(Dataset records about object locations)
##############################

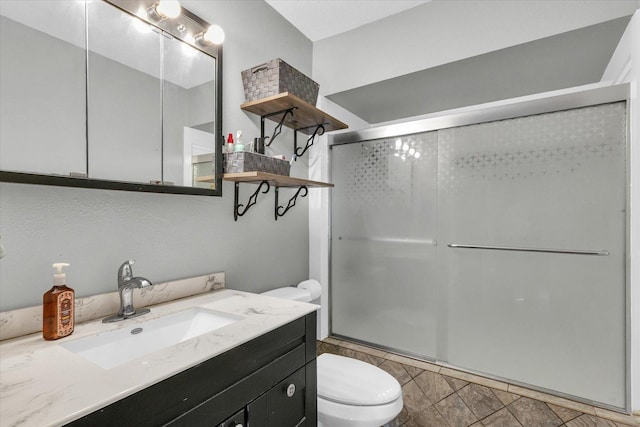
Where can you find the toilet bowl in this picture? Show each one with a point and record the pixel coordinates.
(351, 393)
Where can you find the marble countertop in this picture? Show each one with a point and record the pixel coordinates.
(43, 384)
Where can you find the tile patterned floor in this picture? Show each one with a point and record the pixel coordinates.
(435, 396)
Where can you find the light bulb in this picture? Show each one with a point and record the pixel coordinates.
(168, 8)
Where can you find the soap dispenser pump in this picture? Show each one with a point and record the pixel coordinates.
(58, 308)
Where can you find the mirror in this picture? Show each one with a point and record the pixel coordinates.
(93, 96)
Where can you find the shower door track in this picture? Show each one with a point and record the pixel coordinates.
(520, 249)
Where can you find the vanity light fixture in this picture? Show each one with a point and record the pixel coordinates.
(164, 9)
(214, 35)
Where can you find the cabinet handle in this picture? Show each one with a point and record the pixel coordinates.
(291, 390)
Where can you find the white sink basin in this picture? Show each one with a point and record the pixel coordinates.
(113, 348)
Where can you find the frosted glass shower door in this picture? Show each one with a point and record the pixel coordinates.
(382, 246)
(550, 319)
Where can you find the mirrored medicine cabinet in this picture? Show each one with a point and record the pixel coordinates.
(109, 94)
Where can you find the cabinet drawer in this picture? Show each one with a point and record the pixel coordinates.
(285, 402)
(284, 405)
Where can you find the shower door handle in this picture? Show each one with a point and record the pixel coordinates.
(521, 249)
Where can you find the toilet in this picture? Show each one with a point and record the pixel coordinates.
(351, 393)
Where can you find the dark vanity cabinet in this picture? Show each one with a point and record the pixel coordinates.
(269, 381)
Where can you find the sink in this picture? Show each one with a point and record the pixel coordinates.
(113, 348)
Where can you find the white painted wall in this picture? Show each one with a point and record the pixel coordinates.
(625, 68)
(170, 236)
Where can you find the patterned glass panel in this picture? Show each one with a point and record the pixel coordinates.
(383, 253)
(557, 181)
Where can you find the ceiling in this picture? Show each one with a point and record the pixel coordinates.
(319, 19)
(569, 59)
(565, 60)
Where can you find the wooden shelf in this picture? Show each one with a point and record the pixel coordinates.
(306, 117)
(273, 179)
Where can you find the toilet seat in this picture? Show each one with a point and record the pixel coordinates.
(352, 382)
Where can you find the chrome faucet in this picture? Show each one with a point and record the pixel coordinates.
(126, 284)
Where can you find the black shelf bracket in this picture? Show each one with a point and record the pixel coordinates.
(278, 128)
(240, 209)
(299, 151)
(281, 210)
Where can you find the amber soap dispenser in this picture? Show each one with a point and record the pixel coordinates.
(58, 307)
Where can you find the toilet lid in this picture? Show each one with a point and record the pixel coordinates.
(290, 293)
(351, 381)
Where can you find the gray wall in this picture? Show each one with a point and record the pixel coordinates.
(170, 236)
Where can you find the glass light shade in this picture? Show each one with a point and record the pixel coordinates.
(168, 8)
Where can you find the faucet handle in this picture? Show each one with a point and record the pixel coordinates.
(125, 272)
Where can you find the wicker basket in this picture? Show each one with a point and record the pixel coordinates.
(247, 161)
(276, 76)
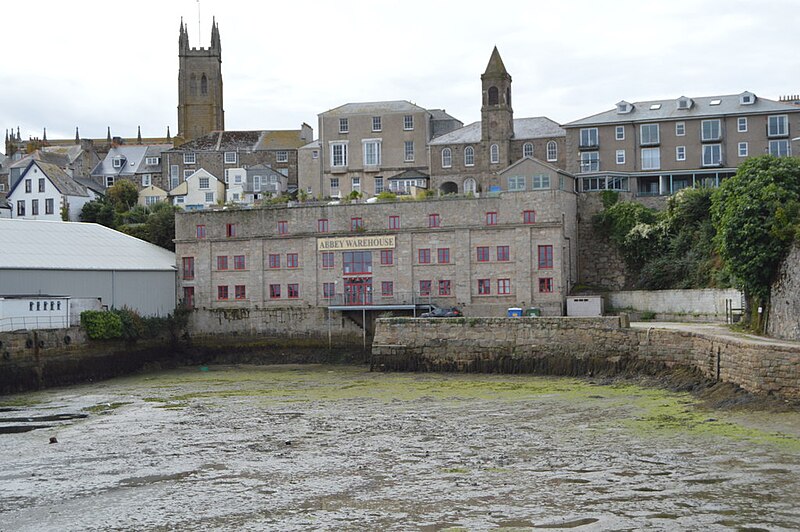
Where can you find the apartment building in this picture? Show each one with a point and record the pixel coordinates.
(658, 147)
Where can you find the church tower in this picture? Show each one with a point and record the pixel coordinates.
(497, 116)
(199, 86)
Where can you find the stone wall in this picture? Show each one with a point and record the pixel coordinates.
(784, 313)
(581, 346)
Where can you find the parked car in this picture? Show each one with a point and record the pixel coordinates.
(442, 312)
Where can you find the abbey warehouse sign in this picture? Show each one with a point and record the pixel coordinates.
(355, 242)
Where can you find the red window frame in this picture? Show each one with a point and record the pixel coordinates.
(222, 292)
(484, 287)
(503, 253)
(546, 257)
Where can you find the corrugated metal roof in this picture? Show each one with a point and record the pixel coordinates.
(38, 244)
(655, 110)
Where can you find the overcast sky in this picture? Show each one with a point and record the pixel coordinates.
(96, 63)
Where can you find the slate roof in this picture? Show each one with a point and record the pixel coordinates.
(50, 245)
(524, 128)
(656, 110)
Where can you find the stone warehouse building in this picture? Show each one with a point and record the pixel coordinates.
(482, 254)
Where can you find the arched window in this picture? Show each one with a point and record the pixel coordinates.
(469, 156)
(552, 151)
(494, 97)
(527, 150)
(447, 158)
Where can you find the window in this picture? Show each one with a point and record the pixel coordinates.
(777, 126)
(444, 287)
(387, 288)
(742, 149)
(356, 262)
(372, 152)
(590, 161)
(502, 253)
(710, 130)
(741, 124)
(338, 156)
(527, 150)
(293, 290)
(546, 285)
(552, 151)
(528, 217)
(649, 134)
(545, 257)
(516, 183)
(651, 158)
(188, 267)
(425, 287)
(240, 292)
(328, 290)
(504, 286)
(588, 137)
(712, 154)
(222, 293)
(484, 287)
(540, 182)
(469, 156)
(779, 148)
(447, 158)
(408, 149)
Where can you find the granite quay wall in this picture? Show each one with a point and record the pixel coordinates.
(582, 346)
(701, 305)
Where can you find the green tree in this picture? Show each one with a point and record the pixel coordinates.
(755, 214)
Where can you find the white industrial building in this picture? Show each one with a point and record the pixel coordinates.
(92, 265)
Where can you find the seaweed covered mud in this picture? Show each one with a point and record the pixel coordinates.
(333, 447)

##############################

■ SET TASK
Write out, word for word, the lines from the one containing "Where can you find the seaweed" through the end of the records.

■ SOLUTION TO THIS TASK
Where can you find the seaweed covered mud in this picture? Show each one with a point and record the pixel coordinates.
(333, 447)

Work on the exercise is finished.